• _Exercise aim_
Reproduce each of the records below word for word, omitting the pictures from your copy.
[Begin Records supplied]
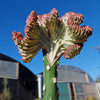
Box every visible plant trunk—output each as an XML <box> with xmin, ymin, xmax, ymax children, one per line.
<box><xmin>43</xmin><ymin>55</ymin><xmax>59</xmax><ymax>100</ymax></box>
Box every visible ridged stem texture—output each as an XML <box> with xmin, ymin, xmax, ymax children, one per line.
<box><xmin>43</xmin><ymin>55</ymin><xmax>59</xmax><ymax>100</ymax></box>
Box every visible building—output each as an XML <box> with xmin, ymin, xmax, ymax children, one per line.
<box><xmin>0</xmin><ymin>54</ymin><xmax>100</xmax><ymax>100</ymax></box>
<box><xmin>0</xmin><ymin>54</ymin><xmax>37</xmax><ymax>100</ymax></box>
<box><xmin>37</xmin><ymin>65</ymin><xmax>100</xmax><ymax>100</ymax></box>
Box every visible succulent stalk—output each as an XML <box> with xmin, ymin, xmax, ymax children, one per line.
<box><xmin>12</xmin><ymin>8</ymin><xmax>92</xmax><ymax>100</ymax></box>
[End Records supplied]
• _Response to the task_
Box every visible plant trunk—output each as an XML <box> with xmin, ymin, xmax, ymax children, one per line.
<box><xmin>43</xmin><ymin>55</ymin><xmax>59</xmax><ymax>100</ymax></box>
Box every visible ridged stem texture—output each as an XML <box> with xmin, ymin, xmax, ymax children, one per line.
<box><xmin>43</xmin><ymin>55</ymin><xmax>59</xmax><ymax>100</ymax></box>
Box every visible building—output each as an XML <box> with xmin, ymin, xmax, ymax children, one per line.
<box><xmin>0</xmin><ymin>54</ymin><xmax>100</xmax><ymax>100</ymax></box>
<box><xmin>0</xmin><ymin>54</ymin><xmax>37</xmax><ymax>100</ymax></box>
<box><xmin>37</xmin><ymin>65</ymin><xmax>100</xmax><ymax>100</ymax></box>
Box every visible succulent stalk—output each as an XML <box> with xmin, ymin, xmax, ymax children, one per line.
<box><xmin>12</xmin><ymin>8</ymin><xmax>92</xmax><ymax>100</ymax></box>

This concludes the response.